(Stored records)
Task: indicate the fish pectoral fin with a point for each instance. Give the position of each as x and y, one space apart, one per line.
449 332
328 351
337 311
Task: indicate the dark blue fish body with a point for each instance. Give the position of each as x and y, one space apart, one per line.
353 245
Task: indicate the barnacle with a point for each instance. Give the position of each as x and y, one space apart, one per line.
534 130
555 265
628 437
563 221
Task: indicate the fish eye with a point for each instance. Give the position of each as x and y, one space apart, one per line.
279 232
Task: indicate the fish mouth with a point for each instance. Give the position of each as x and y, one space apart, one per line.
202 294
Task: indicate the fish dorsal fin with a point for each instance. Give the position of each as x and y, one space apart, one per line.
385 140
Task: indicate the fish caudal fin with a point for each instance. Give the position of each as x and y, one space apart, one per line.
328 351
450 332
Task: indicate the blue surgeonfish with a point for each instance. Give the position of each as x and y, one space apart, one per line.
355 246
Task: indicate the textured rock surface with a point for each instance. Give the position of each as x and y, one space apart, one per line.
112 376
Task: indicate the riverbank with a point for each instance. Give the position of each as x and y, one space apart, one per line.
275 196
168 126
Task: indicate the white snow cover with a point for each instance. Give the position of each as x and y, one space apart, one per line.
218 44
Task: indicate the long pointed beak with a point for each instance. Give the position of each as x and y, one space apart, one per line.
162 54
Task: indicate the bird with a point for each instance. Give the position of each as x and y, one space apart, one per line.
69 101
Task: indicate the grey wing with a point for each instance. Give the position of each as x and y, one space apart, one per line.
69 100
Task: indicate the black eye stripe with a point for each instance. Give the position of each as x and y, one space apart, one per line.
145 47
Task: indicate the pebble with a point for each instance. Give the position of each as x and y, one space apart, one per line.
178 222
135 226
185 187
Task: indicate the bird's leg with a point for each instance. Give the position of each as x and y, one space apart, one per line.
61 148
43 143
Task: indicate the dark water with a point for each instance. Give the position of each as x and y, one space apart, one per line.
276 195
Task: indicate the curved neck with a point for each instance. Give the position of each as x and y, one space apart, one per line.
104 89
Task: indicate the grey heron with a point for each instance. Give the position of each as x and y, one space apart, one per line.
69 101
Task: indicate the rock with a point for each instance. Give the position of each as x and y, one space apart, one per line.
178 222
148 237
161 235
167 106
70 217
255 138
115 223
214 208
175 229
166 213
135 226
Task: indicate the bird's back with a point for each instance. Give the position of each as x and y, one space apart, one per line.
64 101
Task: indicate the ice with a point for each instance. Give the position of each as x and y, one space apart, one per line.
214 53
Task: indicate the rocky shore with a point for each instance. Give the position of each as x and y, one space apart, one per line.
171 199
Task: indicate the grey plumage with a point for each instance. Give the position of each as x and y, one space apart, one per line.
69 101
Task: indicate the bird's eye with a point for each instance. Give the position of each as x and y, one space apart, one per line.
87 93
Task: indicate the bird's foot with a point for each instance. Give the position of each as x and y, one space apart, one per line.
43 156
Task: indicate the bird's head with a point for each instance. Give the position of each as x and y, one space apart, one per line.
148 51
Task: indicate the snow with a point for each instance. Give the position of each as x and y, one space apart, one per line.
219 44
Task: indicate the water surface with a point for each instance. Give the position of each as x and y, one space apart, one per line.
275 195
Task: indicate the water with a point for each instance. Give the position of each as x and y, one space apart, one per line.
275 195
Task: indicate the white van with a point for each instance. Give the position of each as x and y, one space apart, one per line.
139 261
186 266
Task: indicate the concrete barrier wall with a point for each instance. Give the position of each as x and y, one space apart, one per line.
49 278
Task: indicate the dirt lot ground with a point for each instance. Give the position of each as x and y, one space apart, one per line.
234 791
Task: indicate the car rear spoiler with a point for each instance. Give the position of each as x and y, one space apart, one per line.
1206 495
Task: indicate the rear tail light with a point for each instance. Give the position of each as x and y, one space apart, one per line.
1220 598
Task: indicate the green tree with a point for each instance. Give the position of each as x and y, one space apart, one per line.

### What needs to be done:
After finding the line that contains "Task: indicate the bird's eye" in the records above, copy that line and each one after it exactly, through the final line.

### Answer to the problem:
Task: indicate the bird's eye with a point for each instance. Give the position of each as x and y, one space apart, one per line.
87 93
Task: indicate the bird's foot with a point for each instance. Give the position of each as x and y, one space apart, one per line.
43 156
Task: indicate the bird's head with a point for each instance. Give the position of each as x and y, one space apart, one per line.
148 51
Task: indicate the snow with a point for each instance. Give the position of each as x and y, one space apart, one per line.
219 44
Task: indicate the water surface with a point for each instance. Give the position of each as x and y, one space apart, one per line.
275 195
Task: indicate the water with a point for each instance. Give the position of each as x and y, one space apart, one per line.
275 195
Task: indicate the white van with a point for each instance. Give the position of each as x and y, one space apart, one per line.
139 261
186 266
Task: indicate the concrete barrier wall with a point for each instance. Give the position of each as x and y, one space apart, one per line.
49 278
Task: indicate the dirt lot ground with a point for each instance. Give the position of each as x and y, one space apart, one per line.
234 791
Task: indicate the car rear spoiler with a point for each instance. Give the position of each as x and y, one space apart, one per line.
1206 495
Task: indicate the rear tail light with a point for each instance. Give the position of each as x and y, one space apart, one per line.
1220 598
Task: indicate the green tree with a point for each instance. Give the position of each as x and y, one space apart, one per line.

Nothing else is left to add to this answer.